* [What you will do]:
Put only the lines below into a numbered list, starting with the line that contains "If you would be willing to indicate the grass" and continuing through the line that contains "(1261, 757)", both included. Leave out any blank lines.

* [Records supplied]:

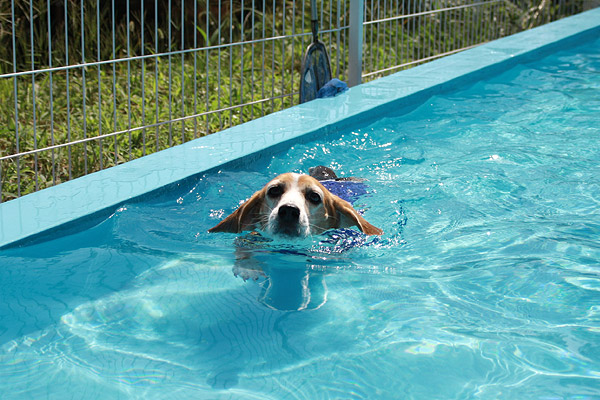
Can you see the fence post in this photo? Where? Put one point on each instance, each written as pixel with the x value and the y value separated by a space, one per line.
pixel 355 46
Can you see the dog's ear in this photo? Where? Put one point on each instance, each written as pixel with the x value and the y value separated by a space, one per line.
pixel 348 217
pixel 244 218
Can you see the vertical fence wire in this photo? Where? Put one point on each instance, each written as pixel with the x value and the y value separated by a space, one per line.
pixel 101 82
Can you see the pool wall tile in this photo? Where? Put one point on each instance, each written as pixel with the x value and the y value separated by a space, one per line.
pixel 84 201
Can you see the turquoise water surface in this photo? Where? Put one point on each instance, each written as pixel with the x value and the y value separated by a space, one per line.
pixel 486 283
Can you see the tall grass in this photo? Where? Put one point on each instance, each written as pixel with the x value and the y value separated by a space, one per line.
pixel 140 97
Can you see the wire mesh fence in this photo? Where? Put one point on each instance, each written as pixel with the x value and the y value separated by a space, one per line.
pixel 89 84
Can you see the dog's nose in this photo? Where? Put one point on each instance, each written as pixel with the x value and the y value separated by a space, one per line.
pixel 289 213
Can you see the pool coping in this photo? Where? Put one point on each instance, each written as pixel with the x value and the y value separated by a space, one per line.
pixel 82 202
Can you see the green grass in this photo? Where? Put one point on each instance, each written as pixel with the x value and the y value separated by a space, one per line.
pixel 92 101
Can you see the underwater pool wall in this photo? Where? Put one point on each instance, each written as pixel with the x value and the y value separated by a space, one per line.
pixel 83 202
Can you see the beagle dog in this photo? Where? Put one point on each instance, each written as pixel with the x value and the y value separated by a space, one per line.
pixel 294 205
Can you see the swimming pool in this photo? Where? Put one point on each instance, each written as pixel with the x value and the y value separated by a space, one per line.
pixel 485 284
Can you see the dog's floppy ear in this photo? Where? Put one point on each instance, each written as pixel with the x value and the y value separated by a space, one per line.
pixel 244 218
pixel 348 217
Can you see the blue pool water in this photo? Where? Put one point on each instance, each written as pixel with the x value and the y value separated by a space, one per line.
pixel 486 283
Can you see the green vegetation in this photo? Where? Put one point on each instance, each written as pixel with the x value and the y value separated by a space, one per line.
pixel 84 103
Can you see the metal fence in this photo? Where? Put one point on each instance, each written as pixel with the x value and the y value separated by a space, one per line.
pixel 88 84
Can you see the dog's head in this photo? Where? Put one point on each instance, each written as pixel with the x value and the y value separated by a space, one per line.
pixel 294 205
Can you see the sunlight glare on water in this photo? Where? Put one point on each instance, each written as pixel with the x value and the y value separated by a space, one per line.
pixel 486 283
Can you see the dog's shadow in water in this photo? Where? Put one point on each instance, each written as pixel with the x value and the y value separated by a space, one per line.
pixel 292 276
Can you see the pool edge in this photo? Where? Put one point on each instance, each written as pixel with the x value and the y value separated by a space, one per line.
pixel 82 202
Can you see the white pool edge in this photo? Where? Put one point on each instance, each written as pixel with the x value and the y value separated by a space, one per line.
pixel 81 200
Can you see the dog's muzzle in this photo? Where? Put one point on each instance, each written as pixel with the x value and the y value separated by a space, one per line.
pixel 288 220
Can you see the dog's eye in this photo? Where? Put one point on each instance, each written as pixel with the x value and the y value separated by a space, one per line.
pixel 314 197
pixel 275 191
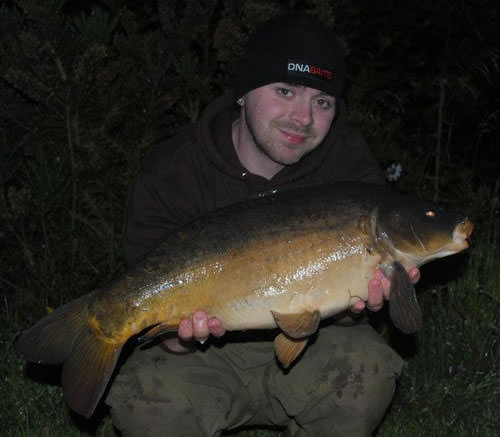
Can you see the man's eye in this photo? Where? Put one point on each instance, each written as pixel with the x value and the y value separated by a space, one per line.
pixel 284 92
pixel 325 104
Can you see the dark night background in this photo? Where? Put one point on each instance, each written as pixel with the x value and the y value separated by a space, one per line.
pixel 87 87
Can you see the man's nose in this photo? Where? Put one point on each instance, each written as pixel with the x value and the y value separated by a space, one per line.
pixel 302 113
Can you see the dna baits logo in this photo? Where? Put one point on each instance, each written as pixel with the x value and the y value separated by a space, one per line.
pixel 308 69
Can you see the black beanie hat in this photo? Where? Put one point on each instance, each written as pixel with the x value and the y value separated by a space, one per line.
pixel 294 48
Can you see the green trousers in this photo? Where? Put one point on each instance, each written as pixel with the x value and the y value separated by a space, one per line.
pixel 340 386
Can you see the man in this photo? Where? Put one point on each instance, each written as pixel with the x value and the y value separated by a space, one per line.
pixel 289 131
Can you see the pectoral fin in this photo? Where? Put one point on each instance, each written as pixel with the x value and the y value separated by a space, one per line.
pixel 403 305
pixel 298 325
pixel 288 349
pixel 160 328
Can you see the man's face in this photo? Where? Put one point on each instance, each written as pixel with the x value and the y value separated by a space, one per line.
pixel 285 122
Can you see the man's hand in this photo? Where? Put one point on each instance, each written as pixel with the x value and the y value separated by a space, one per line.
pixel 198 328
pixel 379 290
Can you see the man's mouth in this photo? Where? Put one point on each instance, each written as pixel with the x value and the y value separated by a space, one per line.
pixel 293 137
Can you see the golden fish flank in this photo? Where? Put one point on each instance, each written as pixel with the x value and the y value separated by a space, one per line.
pixel 285 260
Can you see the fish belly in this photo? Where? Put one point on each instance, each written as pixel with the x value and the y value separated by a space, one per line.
pixel 314 272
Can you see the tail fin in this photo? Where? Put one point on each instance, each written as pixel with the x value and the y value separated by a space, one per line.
pixel 65 337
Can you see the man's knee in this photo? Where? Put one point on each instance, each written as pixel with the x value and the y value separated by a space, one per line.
pixel 160 394
pixel 342 385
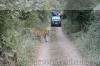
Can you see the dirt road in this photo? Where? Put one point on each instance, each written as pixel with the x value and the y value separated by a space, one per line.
pixel 59 52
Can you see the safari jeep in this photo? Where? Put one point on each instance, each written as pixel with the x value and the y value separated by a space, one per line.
pixel 55 21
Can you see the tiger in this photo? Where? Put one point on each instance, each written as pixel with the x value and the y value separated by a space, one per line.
pixel 42 33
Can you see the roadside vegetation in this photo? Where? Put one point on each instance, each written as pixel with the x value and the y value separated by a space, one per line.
pixel 83 27
pixel 15 36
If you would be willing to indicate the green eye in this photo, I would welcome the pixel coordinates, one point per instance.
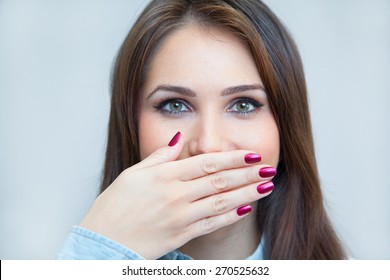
(243, 106)
(175, 106)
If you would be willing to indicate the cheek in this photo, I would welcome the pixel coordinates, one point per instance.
(150, 135)
(263, 138)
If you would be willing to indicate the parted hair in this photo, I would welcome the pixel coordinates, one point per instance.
(292, 220)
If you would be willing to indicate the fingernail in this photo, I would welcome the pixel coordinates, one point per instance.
(175, 139)
(264, 188)
(252, 158)
(244, 210)
(267, 172)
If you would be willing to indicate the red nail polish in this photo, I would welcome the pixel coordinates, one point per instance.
(252, 158)
(267, 172)
(264, 188)
(244, 210)
(175, 139)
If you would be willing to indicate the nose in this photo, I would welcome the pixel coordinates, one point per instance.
(207, 136)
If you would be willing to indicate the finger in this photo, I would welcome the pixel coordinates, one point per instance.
(165, 154)
(227, 180)
(211, 224)
(224, 202)
(205, 164)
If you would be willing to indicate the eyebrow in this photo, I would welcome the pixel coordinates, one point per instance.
(190, 93)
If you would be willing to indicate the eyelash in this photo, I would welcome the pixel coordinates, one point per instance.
(252, 102)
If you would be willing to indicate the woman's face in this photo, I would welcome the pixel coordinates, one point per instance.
(204, 83)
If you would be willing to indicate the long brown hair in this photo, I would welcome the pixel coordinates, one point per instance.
(292, 220)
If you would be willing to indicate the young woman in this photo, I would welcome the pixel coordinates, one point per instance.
(210, 153)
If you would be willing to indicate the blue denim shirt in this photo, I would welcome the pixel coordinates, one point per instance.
(83, 244)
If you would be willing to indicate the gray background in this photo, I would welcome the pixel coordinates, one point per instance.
(55, 62)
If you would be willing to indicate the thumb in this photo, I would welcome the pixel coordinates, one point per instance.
(167, 153)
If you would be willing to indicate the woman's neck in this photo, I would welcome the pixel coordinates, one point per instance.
(237, 241)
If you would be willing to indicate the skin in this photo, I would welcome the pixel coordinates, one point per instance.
(186, 196)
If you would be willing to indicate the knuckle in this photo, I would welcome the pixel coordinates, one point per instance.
(230, 218)
(209, 165)
(208, 225)
(220, 204)
(218, 182)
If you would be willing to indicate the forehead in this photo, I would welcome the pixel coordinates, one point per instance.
(209, 54)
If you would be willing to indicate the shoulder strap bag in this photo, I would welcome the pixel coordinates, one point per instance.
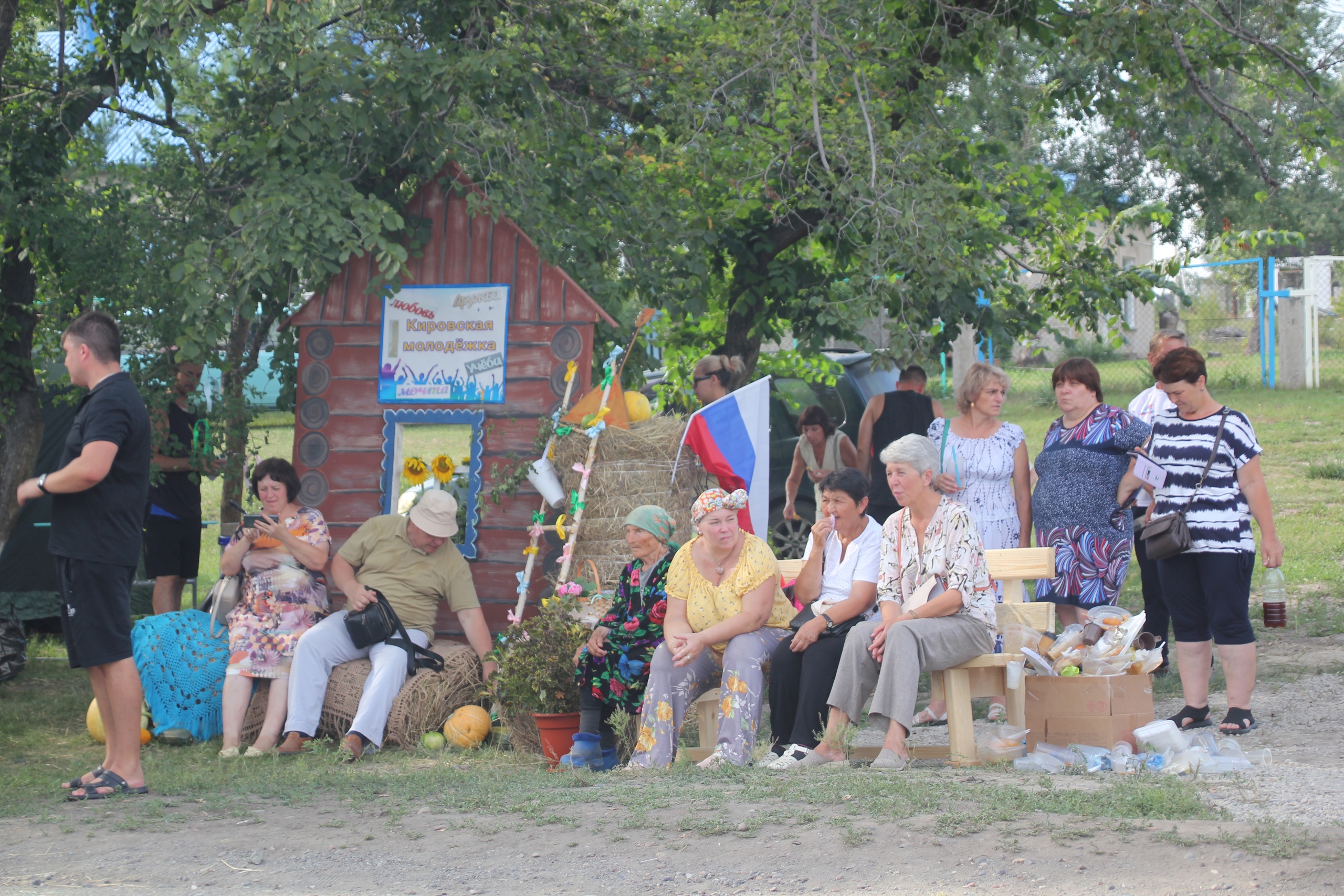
(222, 599)
(1168, 536)
(380, 624)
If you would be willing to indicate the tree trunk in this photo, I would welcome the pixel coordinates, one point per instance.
(236, 421)
(20, 399)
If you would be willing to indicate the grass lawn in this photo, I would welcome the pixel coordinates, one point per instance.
(44, 742)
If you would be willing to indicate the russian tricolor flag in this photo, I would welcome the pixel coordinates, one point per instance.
(733, 440)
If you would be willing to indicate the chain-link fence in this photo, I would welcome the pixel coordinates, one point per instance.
(1221, 320)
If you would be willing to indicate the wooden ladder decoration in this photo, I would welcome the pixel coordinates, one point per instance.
(539, 518)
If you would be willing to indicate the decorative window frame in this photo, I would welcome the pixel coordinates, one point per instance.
(474, 472)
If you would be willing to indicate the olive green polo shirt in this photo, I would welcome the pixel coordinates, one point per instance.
(412, 581)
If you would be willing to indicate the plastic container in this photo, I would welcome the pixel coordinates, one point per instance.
(1109, 617)
(1095, 758)
(1162, 735)
(1064, 754)
(1100, 668)
(1018, 636)
(1275, 599)
(1070, 637)
(1261, 757)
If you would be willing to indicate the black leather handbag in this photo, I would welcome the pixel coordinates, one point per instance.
(1167, 536)
(380, 624)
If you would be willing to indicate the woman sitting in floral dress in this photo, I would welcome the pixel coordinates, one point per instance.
(613, 667)
(284, 596)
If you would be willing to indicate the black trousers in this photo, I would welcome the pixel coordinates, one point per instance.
(800, 684)
(1158, 617)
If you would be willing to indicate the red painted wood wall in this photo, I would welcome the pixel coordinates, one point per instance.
(339, 333)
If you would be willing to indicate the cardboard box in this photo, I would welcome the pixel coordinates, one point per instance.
(1088, 710)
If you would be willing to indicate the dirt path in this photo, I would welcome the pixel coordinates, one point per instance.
(330, 849)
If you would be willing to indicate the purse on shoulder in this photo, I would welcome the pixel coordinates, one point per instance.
(1166, 536)
(380, 624)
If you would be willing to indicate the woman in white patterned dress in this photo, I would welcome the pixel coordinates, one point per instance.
(984, 465)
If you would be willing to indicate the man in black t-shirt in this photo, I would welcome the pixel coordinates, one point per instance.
(172, 522)
(97, 508)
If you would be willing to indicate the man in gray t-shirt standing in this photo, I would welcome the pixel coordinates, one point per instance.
(97, 511)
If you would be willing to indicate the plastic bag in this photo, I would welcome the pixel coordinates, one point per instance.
(13, 656)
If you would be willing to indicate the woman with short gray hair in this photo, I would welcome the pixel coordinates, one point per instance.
(983, 464)
(937, 608)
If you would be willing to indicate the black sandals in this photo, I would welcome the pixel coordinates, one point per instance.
(107, 779)
(1196, 716)
(1242, 719)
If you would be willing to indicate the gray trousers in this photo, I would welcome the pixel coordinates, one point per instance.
(326, 647)
(674, 690)
(913, 647)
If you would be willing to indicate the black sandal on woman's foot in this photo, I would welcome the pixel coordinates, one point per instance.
(76, 784)
(1242, 719)
(1198, 718)
(107, 779)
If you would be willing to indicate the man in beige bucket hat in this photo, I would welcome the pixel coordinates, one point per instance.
(413, 563)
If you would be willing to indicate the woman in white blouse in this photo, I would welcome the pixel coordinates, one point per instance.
(937, 608)
(839, 583)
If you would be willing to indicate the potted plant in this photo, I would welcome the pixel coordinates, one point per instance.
(536, 678)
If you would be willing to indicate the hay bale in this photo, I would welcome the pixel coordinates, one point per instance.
(424, 703)
(632, 468)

* [Solution for this task]:
1. If you would be willing to indicate the grass lawn in this photo, I would welcome the pixel coordinates, one point per instance.
2. (44, 742)
3. If you would be willing to indicate the russian tricolor flag in this photo, I would welcome the pixel coordinates, one point per instance.
4. (733, 440)
5. If you would be willing to indicate the chain-link fence in this photo, I would welcome the pixel coordinates, one point per instance.
6. (1221, 320)
7. If you would be willing to indicate the wooden ladder decoration in this photo, I would welcome the pixel coordinates, one point per instance.
8. (539, 518)
9. If you would be willing to indicate the decorative window frame in this photo, I would welcome the pixel coordinates, one point per instance.
10. (474, 472)
11. If you would be willing to indicate the olive green polo shirt in this photo, I would welcome the pixel coordinates, one point per instance.
12. (412, 581)
13. If you would be willing to indicate the plastic container in this photo, I would welcome the pixel coordinates, one point per instance.
14. (1109, 617)
15. (1095, 758)
16. (1162, 735)
17. (1064, 754)
18. (1100, 668)
19. (1018, 636)
20. (1275, 599)
21. (1070, 637)
22. (1261, 757)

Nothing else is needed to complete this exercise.